DIRECTIONS FOR THIS TASK: Please transcribe the lines below exactly, and leave every image behind.

MATERIALS PROVIDED:
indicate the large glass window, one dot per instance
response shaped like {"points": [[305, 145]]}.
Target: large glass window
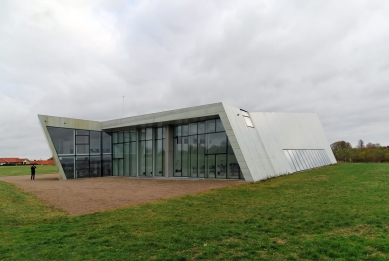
{"points": [[107, 143], [68, 166], [160, 152], [80, 152], [63, 140], [146, 152], [216, 143], [82, 167], [95, 142], [95, 166], [201, 150]]}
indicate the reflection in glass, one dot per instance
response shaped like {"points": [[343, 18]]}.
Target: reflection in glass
{"points": [[133, 159], [95, 142], [63, 140], [118, 151], [126, 147], [107, 142], [95, 166], [193, 128], [120, 136], [132, 135], [201, 127], [107, 165], [82, 149], [149, 158], [142, 134], [149, 133], [216, 143], [219, 125], [160, 133], [159, 157], [201, 156], [177, 157], [210, 126], [67, 164], [185, 156], [118, 167], [193, 155], [177, 131], [142, 158], [82, 132], [126, 136], [210, 167], [221, 166], [82, 139], [185, 130], [82, 167]]}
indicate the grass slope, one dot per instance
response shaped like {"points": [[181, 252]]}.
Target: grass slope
{"points": [[25, 170], [336, 212]]}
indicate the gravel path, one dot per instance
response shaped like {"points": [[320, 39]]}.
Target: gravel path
{"points": [[84, 196]]}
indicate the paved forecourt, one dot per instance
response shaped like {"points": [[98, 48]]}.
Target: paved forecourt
{"points": [[84, 196]]}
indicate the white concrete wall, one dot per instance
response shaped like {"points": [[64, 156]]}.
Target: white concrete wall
{"points": [[259, 150]]}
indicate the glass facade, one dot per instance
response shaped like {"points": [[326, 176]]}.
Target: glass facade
{"points": [[91, 156], [202, 149]]}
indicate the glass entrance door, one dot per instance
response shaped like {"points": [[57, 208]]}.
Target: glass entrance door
{"points": [[210, 167]]}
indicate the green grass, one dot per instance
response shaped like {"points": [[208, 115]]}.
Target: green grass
{"points": [[25, 170], [334, 213]]}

RESPONSE:
indicate the large glass window, one dot per instance
response shaped like {"points": [[305, 145]]}.
Target: large glass window
{"points": [[107, 143], [68, 166], [160, 152], [80, 152], [63, 140], [146, 152], [216, 143], [82, 167], [95, 142], [95, 166], [201, 150]]}
indicate the reflection in glass, one dot per instance
response shaped like {"points": [[343, 18]]}.
Target: reflection in glass
{"points": [[133, 159], [95, 142], [63, 140], [118, 151], [126, 147], [107, 142], [95, 166], [193, 128], [120, 136], [132, 135], [201, 127], [107, 165], [82, 149], [149, 158], [142, 134], [149, 133], [216, 143], [219, 125], [160, 133], [159, 157], [201, 156], [177, 157], [210, 126], [67, 164], [185, 156], [118, 167], [193, 155], [177, 131], [142, 158], [82, 132], [126, 136], [210, 167], [221, 166], [82, 139], [185, 130], [82, 167]]}
indicate the grass slope, one dot per instance
response shaped like {"points": [[181, 252]]}.
Target: grass slope
{"points": [[25, 170], [336, 212]]}
indicate the gravel path, one dot per instance
response shaped like {"points": [[320, 39]]}.
Target: gravel path
{"points": [[84, 196]]}
indicate the paved forecourt, one dot per instance
response shaped like {"points": [[98, 48]]}.
Target: paved forecourt
{"points": [[84, 196]]}
indicate the white concrete wall, one dot per instance
response shaped like {"points": [[64, 156]]}.
Target: white concrete wall
{"points": [[259, 150]]}
indicate the glass facade, one dot per instance
response shaped like {"points": [[326, 176]]}.
Target: glass facade
{"points": [[91, 156], [202, 149]]}
indicate the glass entrance door, one dot per instance
response shaped like {"points": [[57, 208]]}.
Target: glass entrance door
{"points": [[210, 167]]}
indicate the green grass, one dot per instance
response shaped like {"points": [[208, 115]]}.
Target: green grass
{"points": [[25, 170], [334, 213]]}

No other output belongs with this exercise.